Reproduce verbatim every line below, starting with the line that contains "Note to the class: identify the backpack shoulder" and continuing through the final line of the records, with both ends included.
=-=-=-=-=
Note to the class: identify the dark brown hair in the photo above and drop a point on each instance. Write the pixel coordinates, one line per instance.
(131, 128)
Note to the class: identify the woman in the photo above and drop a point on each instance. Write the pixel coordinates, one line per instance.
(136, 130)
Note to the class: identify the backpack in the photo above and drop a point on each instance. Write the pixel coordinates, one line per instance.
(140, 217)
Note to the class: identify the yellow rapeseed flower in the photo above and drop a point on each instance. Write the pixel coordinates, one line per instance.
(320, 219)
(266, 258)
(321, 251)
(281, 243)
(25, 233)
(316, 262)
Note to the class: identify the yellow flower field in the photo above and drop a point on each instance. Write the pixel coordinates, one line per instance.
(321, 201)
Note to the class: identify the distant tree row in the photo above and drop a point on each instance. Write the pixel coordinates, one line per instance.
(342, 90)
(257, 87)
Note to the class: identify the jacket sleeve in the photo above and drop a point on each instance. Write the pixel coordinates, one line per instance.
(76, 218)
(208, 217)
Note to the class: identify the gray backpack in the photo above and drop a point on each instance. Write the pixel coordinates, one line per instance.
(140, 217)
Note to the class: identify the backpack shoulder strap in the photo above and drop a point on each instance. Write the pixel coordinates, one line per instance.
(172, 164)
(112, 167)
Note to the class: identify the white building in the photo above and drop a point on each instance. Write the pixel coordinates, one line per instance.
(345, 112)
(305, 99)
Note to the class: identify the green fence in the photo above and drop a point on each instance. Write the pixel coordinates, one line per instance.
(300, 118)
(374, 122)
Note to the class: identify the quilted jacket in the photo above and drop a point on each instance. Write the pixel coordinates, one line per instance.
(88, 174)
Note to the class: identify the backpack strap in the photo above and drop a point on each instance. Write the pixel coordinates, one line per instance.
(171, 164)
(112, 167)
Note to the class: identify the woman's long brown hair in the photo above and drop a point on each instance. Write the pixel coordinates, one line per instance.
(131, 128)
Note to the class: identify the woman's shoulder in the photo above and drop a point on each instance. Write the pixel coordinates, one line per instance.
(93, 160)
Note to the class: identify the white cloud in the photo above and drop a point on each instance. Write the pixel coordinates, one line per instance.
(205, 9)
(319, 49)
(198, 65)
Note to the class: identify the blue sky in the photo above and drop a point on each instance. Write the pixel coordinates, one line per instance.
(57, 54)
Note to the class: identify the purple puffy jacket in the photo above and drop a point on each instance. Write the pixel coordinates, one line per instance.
=-=-=-=-=
Full response
Note to the class: identify the backpack shoulder strap in the photo above and drop a point on each instance. Write the pixel coordinates, one line per instance.
(172, 164)
(112, 167)
Note to the class: identify the white building in the photo above and drop a point on each instance. Write the pixel coordinates, one line per instance.
(345, 112)
(305, 99)
Note to the class: identify the green fence in the photo above and drop a point on each instance. Write the pixel coordinates, one line per instance.
(300, 118)
(374, 122)
Note to the class: identify the quilted jacket in the photo above and drop a point on each instance. Write the pixel coordinates, one line per instance.
(88, 174)
Note to the class: identify the backpack strap in the photo above and drop a point on each instance. Write the pixel coordinates, one line per instance.
(171, 164)
(112, 167)
Note to the class: identify the woman's long brown hair in the photo above and drop a point on each instance. Write the pixel coordinates, one line per instance.
(131, 128)
Note to the class: identify the woman's shoulder in the photo above and drop a point on each instance. Write the pixel coordinates, one line per instance.
(93, 160)
Note to the class: identify the white cloud in the photo above and drop a point on each instance. Write the pixel coordinates, one line per instance.
(205, 9)
(319, 49)
(198, 65)
Note to the class: identify the blue sky in the photo above and drop a point on each instance. Write the pixel coordinates, one line per instance.
(57, 54)
Note to the class: identify the purple puffy jacket in the photo above and drop a point on each instance. Write the pixel coordinates, one line per instance.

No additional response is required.